Photo-based referring expression data
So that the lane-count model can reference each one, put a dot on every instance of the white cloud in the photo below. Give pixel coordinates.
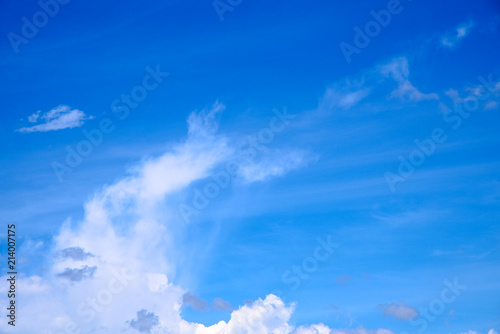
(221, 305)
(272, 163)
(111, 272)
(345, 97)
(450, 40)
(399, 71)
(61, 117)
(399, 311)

What is expected
The full set of entries should be transcribed exactly, pictures left aside.

Written response
So that the lane-count model can reference each one, put a dot on every instance of the white cloud in the photo below. Give pixel coordinates.
(221, 305)
(272, 163)
(111, 272)
(345, 97)
(450, 40)
(399, 71)
(61, 117)
(399, 311)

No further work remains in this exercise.